#### SHORT PROBLEM:
Please extract every line of the records below that contains the word "metal", copying each such line in full.

[Image box annotation records]

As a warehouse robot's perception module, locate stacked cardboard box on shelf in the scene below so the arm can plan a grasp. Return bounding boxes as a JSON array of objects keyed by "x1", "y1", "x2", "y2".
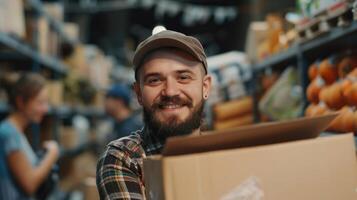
[
  {"x1": 213, "y1": 97, "x2": 254, "y2": 130},
  {"x1": 0, "y1": 0, "x2": 26, "y2": 38}
]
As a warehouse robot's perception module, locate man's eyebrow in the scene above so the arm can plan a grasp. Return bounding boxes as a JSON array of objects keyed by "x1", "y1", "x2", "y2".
[
  {"x1": 144, "y1": 72, "x2": 161, "y2": 80},
  {"x1": 176, "y1": 69, "x2": 194, "y2": 74}
]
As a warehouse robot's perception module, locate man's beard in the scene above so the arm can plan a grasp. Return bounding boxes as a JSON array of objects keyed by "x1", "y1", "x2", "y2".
[{"x1": 143, "y1": 96, "x2": 204, "y2": 140}]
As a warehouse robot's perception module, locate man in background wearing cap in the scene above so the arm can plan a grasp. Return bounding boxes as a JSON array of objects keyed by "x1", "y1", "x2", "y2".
[
  {"x1": 97, "y1": 30, "x2": 211, "y2": 199},
  {"x1": 105, "y1": 84, "x2": 143, "y2": 141}
]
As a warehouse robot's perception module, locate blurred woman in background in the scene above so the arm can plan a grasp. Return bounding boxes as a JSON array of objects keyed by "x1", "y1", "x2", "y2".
[{"x1": 0, "y1": 73, "x2": 59, "y2": 199}]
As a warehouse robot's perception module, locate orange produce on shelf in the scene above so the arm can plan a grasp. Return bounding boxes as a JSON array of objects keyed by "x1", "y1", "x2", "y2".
[
  {"x1": 338, "y1": 107, "x2": 355, "y2": 133},
  {"x1": 327, "y1": 107, "x2": 348, "y2": 132},
  {"x1": 306, "y1": 76, "x2": 325, "y2": 104},
  {"x1": 353, "y1": 110, "x2": 357, "y2": 135},
  {"x1": 338, "y1": 56, "x2": 357, "y2": 78},
  {"x1": 310, "y1": 103, "x2": 328, "y2": 117},
  {"x1": 347, "y1": 68, "x2": 357, "y2": 78},
  {"x1": 328, "y1": 83, "x2": 346, "y2": 110},
  {"x1": 319, "y1": 83, "x2": 346, "y2": 110},
  {"x1": 309, "y1": 62, "x2": 319, "y2": 80},
  {"x1": 305, "y1": 104, "x2": 317, "y2": 117},
  {"x1": 319, "y1": 58, "x2": 338, "y2": 85},
  {"x1": 344, "y1": 82, "x2": 357, "y2": 106}
]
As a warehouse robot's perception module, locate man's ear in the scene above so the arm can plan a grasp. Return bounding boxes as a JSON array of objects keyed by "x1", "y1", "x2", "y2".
[
  {"x1": 15, "y1": 96, "x2": 25, "y2": 110},
  {"x1": 132, "y1": 82, "x2": 143, "y2": 105},
  {"x1": 203, "y1": 75, "x2": 212, "y2": 100}
]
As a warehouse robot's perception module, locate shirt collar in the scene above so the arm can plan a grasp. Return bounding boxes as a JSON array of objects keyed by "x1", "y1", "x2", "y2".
[{"x1": 142, "y1": 126, "x2": 165, "y2": 155}]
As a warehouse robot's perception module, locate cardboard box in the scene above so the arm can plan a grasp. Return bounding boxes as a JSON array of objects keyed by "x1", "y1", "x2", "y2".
[{"x1": 144, "y1": 116, "x2": 357, "y2": 200}]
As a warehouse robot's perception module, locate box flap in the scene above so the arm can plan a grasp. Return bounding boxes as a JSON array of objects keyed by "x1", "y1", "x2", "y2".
[{"x1": 162, "y1": 114, "x2": 337, "y2": 156}]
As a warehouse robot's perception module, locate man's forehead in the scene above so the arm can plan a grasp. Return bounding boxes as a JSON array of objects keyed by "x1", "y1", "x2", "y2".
[{"x1": 143, "y1": 48, "x2": 200, "y2": 64}]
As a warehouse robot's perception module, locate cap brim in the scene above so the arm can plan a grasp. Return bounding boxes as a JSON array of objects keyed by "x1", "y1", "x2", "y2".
[{"x1": 133, "y1": 37, "x2": 203, "y2": 69}]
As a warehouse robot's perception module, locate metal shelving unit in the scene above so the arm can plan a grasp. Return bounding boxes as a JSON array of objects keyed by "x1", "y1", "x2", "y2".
[
  {"x1": 252, "y1": 21, "x2": 357, "y2": 122},
  {"x1": 27, "y1": 0, "x2": 78, "y2": 45},
  {"x1": 0, "y1": 32, "x2": 68, "y2": 75}
]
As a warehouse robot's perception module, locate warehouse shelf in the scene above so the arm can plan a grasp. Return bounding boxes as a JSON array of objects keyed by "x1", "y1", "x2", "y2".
[
  {"x1": 0, "y1": 32, "x2": 67, "y2": 75},
  {"x1": 0, "y1": 102, "x2": 106, "y2": 118},
  {"x1": 253, "y1": 21, "x2": 357, "y2": 71},
  {"x1": 252, "y1": 21, "x2": 357, "y2": 121},
  {"x1": 50, "y1": 106, "x2": 106, "y2": 118},
  {"x1": 27, "y1": 0, "x2": 78, "y2": 45},
  {"x1": 301, "y1": 21, "x2": 357, "y2": 52},
  {"x1": 253, "y1": 45, "x2": 298, "y2": 71}
]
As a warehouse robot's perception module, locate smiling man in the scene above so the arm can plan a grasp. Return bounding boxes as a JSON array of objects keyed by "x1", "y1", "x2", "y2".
[{"x1": 97, "y1": 30, "x2": 211, "y2": 199}]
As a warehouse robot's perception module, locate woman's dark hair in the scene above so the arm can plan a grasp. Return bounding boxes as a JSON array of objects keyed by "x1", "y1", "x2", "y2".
[{"x1": 6, "y1": 72, "x2": 46, "y2": 110}]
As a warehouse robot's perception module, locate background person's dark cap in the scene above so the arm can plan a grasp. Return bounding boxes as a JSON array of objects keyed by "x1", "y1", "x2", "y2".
[
  {"x1": 106, "y1": 84, "x2": 131, "y2": 105},
  {"x1": 133, "y1": 30, "x2": 207, "y2": 78}
]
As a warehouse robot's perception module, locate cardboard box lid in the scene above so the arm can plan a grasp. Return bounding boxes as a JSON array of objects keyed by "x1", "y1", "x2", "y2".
[
  {"x1": 162, "y1": 114, "x2": 337, "y2": 156},
  {"x1": 144, "y1": 134, "x2": 357, "y2": 200}
]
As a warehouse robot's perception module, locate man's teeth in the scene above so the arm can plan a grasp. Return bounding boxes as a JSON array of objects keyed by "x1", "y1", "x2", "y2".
[{"x1": 163, "y1": 105, "x2": 181, "y2": 109}]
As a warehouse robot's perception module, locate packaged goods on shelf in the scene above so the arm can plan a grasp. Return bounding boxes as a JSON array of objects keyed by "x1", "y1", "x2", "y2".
[
  {"x1": 64, "y1": 44, "x2": 89, "y2": 77},
  {"x1": 259, "y1": 67, "x2": 303, "y2": 120},
  {"x1": 58, "y1": 126, "x2": 79, "y2": 149},
  {"x1": 245, "y1": 22, "x2": 268, "y2": 62},
  {"x1": 38, "y1": 16, "x2": 50, "y2": 55},
  {"x1": 207, "y1": 51, "x2": 252, "y2": 105},
  {"x1": 213, "y1": 97, "x2": 253, "y2": 121},
  {"x1": 63, "y1": 22, "x2": 79, "y2": 41},
  {"x1": 295, "y1": 0, "x2": 353, "y2": 42},
  {"x1": 0, "y1": 0, "x2": 26, "y2": 38},
  {"x1": 43, "y1": 2, "x2": 64, "y2": 23},
  {"x1": 305, "y1": 50, "x2": 357, "y2": 134},
  {"x1": 47, "y1": 81, "x2": 64, "y2": 106},
  {"x1": 257, "y1": 14, "x2": 287, "y2": 61},
  {"x1": 85, "y1": 45, "x2": 113, "y2": 89}
]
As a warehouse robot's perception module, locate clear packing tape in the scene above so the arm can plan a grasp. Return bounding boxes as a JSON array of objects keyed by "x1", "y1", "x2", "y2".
[{"x1": 220, "y1": 176, "x2": 264, "y2": 200}]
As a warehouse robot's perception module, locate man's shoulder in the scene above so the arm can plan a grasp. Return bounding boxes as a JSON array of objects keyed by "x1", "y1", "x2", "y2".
[{"x1": 105, "y1": 130, "x2": 145, "y2": 161}]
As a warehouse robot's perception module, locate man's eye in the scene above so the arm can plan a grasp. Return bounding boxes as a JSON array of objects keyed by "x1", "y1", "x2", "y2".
[
  {"x1": 179, "y1": 74, "x2": 191, "y2": 80},
  {"x1": 147, "y1": 78, "x2": 160, "y2": 84}
]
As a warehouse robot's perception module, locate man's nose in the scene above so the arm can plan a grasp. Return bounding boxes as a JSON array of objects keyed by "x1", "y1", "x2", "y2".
[{"x1": 162, "y1": 78, "x2": 179, "y2": 96}]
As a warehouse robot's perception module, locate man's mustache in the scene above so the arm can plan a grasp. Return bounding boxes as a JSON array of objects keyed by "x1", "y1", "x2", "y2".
[{"x1": 152, "y1": 95, "x2": 193, "y2": 110}]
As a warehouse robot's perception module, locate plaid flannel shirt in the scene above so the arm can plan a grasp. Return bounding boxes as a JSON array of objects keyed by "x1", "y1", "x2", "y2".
[{"x1": 96, "y1": 128, "x2": 164, "y2": 200}]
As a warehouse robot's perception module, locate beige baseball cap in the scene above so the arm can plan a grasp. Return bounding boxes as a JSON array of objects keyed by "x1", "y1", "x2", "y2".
[{"x1": 133, "y1": 30, "x2": 207, "y2": 77}]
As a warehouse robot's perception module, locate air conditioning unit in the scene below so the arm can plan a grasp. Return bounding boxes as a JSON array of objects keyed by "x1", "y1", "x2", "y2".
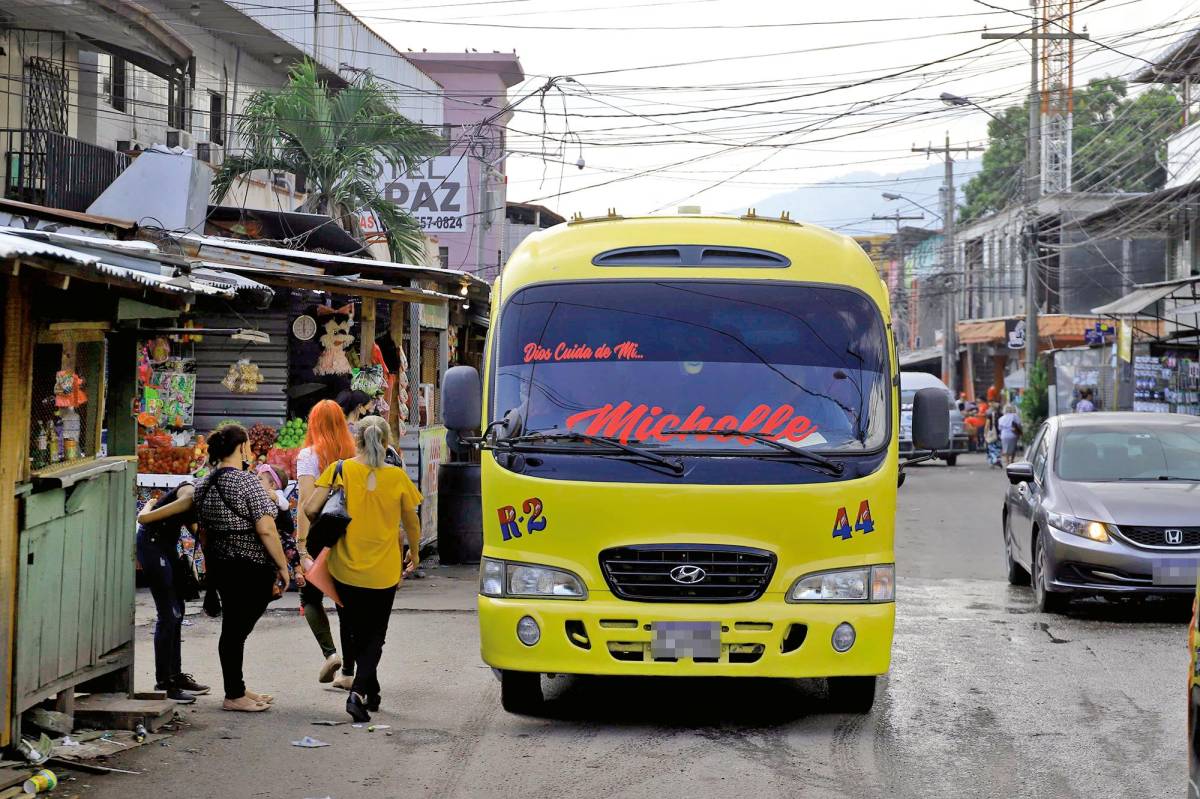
[
  {"x1": 167, "y1": 128, "x2": 192, "y2": 150},
  {"x1": 196, "y1": 142, "x2": 224, "y2": 167}
]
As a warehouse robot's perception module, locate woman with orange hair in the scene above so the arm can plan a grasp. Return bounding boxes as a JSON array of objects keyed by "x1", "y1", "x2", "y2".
[{"x1": 296, "y1": 400, "x2": 355, "y2": 691}]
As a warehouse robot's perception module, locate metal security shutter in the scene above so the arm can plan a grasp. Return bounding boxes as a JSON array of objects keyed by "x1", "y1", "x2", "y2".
[{"x1": 194, "y1": 307, "x2": 289, "y2": 433}]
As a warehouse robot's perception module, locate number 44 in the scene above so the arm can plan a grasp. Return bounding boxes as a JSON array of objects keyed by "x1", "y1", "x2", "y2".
[{"x1": 833, "y1": 499, "x2": 875, "y2": 541}]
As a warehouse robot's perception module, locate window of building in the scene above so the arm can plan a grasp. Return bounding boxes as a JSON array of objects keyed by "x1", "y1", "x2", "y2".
[
  {"x1": 209, "y1": 91, "x2": 224, "y2": 144},
  {"x1": 108, "y1": 55, "x2": 130, "y2": 112}
]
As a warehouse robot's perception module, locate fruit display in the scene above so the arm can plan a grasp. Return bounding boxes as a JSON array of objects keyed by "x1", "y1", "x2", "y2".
[
  {"x1": 275, "y1": 419, "x2": 308, "y2": 450},
  {"x1": 266, "y1": 446, "x2": 300, "y2": 480},
  {"x1": 138, "y1": 445, "x2": 196, "y2": 474},
  {"x1": 246, "y1": 423, "x2": 280, "y2": 461}
]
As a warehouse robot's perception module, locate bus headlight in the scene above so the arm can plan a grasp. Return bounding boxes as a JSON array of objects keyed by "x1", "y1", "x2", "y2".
[
  {"x1": 787, "y1": 564, "x2": 896, "y2": 602},
  {"x1": 479, "y1": 558, "x2": 588, "y2": 599}
]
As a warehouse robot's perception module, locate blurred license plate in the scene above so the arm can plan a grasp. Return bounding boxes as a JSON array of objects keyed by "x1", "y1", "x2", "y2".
[
  {"x1": 650, "y1": 621, "x2": 721, "y2": 660},
  {"x1": 1154, "y1": 558, "x2": 1198, "y2": 585}
]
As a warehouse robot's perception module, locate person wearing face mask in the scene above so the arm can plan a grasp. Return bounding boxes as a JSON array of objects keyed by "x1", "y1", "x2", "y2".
[{"x1": 193, "y1": 425, "x2": 288, "y2": 713}]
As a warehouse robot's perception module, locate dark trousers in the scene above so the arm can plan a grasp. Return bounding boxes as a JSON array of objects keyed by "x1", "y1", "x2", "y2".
[
  {"x1": 137, "y1": 530, "x2": 184, "y2": 685},
  {"x1": 334, "y1": 579, "x2": 396, "y2": 697},
  {"x1": 210, "y1": 560, "x2": 275, "y2": 699}
]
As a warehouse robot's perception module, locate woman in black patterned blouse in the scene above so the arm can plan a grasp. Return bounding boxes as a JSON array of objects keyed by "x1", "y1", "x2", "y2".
[{"x1": 193, "y1": 425, "x2": 288, "y2": 713}]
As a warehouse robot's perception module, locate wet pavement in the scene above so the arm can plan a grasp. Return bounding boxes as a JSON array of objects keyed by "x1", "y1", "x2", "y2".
[{"x1": 87, "y1": 456, "x2": 1188, "y2": 799}]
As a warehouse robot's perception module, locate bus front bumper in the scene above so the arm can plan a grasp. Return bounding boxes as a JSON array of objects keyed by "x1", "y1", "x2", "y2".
[{"x1": 479, "y1": 591, "x2": 895, "y2": 678}]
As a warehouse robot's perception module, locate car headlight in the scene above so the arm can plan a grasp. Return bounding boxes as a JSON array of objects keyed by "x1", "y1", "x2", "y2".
[
  {"x1": 1046, "y1": 513, "x2": 1112, "y2": 543},
  {"x1": 787, "y1": 564, "x2": 896, "y2": 602},
  {"x1": 479, "y1": 558, "x2": 588, "y2": 599}
]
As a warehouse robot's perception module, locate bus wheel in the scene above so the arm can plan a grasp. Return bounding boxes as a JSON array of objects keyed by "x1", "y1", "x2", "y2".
[
  {"x1": 500, "y1": 671, "x2": 545, "y2": 716},
  {"x1": 827, "y1": 677, "x2": 876, "y2": 713}
]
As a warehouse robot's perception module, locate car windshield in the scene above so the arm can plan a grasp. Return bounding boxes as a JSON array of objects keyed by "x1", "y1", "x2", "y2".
[
  {"x1": 1057, "y1": 423, "x2": 1200, "y2": 482},
  {"x1": 492, "y1": 281, "x2": 890, "y2": 452}
]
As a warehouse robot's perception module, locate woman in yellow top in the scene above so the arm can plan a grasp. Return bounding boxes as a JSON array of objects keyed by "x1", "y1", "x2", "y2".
[{"x1": 305, "y1": 416, "x2": 421, "y2": 722}]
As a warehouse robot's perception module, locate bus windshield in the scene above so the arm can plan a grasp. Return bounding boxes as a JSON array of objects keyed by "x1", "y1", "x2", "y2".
[{"x1": 492, "y1": 280, "x2": 890, "y2": 455}]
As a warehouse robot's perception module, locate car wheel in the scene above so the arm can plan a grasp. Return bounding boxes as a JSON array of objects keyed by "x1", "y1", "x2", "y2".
[
  {"x1": 1031, "y1": 525, "x2": 1068, "y2": 613},
  {"x1": 500, "y1": 671, "x2": 545, "y2": 716},
  {"x1": 1004, "y1": 513, "x2": 1030, "y2": 585},
  {"x1": 826, "y1": 677, "x2": 877, "y2": 713}
]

#### RESULT:
As a warehouse robot's perception module, locate metal shelving unit in the scene above so the arm can plan a grasp. Return bounding boxes as a JSON array of objects keyed by "x1", "y1", "x2", "y2".
As a warehouse robot's perception module, locate metal security shutter in the scene above so the arm can plan a grasp. Return bounding boxes as a JSON array of objects keyed by "x1", "y1", "x2", "y2".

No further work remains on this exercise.